## [Brief 1]
Using the passage on SVM and logistic regression, answer each question in a few words.
(a) Which points does SVM care about?
(b) What effect does setting the parameter C to be large have?
(c) Which method has the lower computation cost?
## [Brief 2]
For each statement, decide whether the passage on SVM and logistic regression supports it. Answer yes or no and quote the words from the passage that decide it.
(a) Adding an extra data point changes the SVM result.
(b) In Figures 3 and 4, the LR result is drawn with a dashed line.
(c) For data that is not linearly separable, kernel SVM with soft margin is named as an option.
## [Brief 3]
Translate this sentence from the passage on SVM and logistic regression into Spanish: "In real life, data might not even be linearly separable."

## [Source passage]
As mentioned above, SVM cares only about the points closest to the separation plane whereas LR cares about all the points. Thus their results in general differ. With symmetrical data, as in Fig. 3, both methods give the same result. With an extra data point, as in Fig. 4, the LR result changes whereas the SVM result remains the same.

2pt

Figure 3. The classification result of LR (dashed) and SVM (solid) given 2 data points.

3pt

Figure 4. The classification result of LR (dashed) and SVM (solid) given 3 data points.

As for which method is better, it may depend on the problem. For example, what kind of outlier does one expect in the data set. In real life, data might not even be linearly separable. In that case, kernel SVM with soft margin will be an option. In terms of computation cost, LR is way faster than SVM.

appendix

The code to generate Fig. 4 is as follows. The parameter C controls the size of regularization. By setting C to be large, the regularization is effectively turned off.

from sklearn.linear_model import LogisticRegression                
from sklearn.svm import SVC                                        
import numpy as np                                                 
import matplotlib.pyplot as plt                                    
                                                                   
X = np.array([[1, 1], [2, 2], [2,3]])                              
y = np.array([0, 1, 1])                                            
lr = LogisticRegression(C=1e10, penalty="l2", 
                    random_state=0, verbose=True)
lr.fit(X, y)                                                       
svm = SVC(kernel='linear', C=1e10, 
                    random_state=0, verbose=True)    
svm.fit(X, y)

# make plot                                                        
fig = plt.figure(frameon=False)                                    
x1_min, x1_max = -1, 5
x2_min, x2_max = -1, 5                                             
h = 0.02
xx1, xx2 = np.meshgrid(np.arange(x1_min, x1_max, h),               
                    np.arange(x2_min, x2_max, h))
# SVM               
Z = svm.predict((np.array([xx1.ravel(), xx2.ravel()]).T))          
Z = Z.reshape(xx1.shape)
plt.axes().annotate('SVM', xy=(0, 3), xytext=(1, 4),               
            arrowprops=dict(facecolor='black', shrink=0.05),       
                            size=18)
plt.contour(xx1, xx2, Z, levels=[0.5], linestyles='solid')         
# LR
Z = lr.predict((np.array([xx1.ravel(), xx2.ravel()]).T))           
Z = Z.reshape(xx1.shape)
plt.axes().annotate('LR', xy=(3, 0.3), xytext=(3, 1.5),            
            arrowprops=dict(facecolor='black', shrink=0.05),       
                            size=18)
plt.contour(xx1, xx2, Z, levels=[0.5], linestyles='dashed')        

plt.scatter(X[0,0], X[0, 1], marker='x', s=80)                     
plt.scatter(X[1,0], X[1, 1], marker='o', s=80)                     
plt.scatter(X[2,0], X[2, 1], marker='o', s=80)                     
plt.xlabel('$x_1$', fontsize=18)
plt.ylabel('$x_2$', fontsize=18)                                   
plt.xlim(x1_min, x1_max)
plt.ylim(x1_min, x1_max)                                           
plt.axes().set_aspect('equal')                                     
plt.show()

## [Material provided]

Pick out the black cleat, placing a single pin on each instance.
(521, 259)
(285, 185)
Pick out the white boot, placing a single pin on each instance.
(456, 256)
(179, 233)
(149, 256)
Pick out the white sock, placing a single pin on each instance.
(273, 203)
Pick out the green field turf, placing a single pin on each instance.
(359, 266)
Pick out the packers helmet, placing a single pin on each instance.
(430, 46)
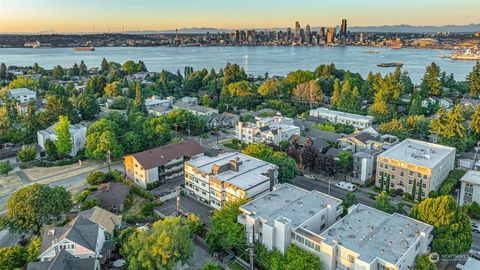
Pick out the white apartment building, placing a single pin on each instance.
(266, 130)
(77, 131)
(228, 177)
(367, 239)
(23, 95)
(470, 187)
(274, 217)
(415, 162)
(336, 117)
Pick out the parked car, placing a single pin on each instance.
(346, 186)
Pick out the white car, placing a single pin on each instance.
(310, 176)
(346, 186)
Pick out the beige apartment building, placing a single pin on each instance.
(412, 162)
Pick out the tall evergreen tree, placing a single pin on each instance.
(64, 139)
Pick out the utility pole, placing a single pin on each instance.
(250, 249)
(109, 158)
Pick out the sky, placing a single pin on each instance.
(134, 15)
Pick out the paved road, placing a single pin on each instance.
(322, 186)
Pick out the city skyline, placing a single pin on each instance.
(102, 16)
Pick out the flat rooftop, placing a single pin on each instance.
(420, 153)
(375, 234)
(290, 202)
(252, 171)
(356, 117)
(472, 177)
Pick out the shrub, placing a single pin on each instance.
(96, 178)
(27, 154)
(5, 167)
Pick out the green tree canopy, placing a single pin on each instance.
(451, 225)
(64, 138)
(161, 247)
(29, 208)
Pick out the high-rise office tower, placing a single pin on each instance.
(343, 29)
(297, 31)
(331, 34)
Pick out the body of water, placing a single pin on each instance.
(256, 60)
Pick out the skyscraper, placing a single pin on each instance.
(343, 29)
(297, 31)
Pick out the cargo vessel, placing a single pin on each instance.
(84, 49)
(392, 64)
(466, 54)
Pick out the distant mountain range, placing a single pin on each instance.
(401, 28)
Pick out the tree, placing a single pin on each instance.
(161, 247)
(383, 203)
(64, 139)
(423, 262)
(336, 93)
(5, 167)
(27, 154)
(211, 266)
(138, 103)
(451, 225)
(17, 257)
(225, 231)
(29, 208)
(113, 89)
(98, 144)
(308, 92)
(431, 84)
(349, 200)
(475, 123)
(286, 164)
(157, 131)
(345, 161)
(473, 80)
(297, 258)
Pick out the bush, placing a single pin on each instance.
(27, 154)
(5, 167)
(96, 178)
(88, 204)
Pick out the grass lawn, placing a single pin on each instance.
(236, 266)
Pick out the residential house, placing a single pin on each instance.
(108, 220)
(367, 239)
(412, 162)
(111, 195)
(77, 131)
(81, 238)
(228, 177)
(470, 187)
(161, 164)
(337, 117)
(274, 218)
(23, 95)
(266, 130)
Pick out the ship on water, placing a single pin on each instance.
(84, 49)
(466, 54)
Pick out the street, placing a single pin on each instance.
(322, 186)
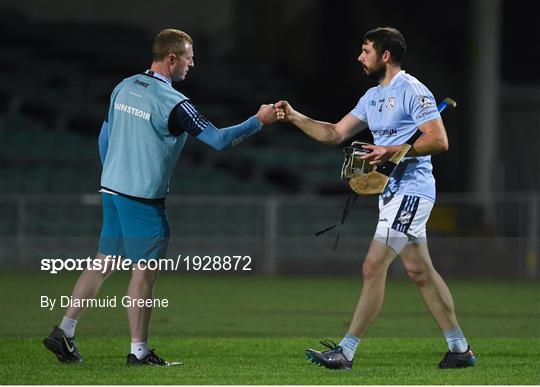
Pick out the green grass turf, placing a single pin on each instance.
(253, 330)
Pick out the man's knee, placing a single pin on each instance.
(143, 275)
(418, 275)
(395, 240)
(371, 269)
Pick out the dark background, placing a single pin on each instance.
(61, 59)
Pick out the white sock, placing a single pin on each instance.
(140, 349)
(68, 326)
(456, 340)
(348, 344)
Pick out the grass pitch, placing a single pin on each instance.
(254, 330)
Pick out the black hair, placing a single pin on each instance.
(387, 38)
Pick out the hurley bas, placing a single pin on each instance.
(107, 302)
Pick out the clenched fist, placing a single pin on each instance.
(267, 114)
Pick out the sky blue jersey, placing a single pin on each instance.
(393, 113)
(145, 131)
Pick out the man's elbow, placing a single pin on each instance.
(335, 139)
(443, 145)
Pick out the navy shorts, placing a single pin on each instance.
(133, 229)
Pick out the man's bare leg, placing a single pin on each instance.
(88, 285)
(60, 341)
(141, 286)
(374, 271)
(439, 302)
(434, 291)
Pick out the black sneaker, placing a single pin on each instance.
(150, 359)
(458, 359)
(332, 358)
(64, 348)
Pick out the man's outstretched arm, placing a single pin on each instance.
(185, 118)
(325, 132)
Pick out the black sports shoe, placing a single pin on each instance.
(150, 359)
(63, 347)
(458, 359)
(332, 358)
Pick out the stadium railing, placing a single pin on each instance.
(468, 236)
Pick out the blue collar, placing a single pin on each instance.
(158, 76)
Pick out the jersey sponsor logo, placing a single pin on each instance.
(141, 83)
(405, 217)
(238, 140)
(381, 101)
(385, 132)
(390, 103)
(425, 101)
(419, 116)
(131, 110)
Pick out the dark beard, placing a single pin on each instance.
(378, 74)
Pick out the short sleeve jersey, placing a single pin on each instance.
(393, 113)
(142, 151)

## [Worked solution 1]
(a) Only the points closest to the separation plane.
(b) It effectively turns off the regularization.
(c) LR.

## [Worked solution 2]
(a) No: "the LR result changes whereas the SVM result remains the same."
(b) Yes: "The classification result of LR (dashed) and SVM (solid)"
(c) Yes: "In that case, kernel SVM with soft margin will be an option."

## [Worked solution 3]
En la vida real, es posible que los datos ni siquiera sean linealmente separables.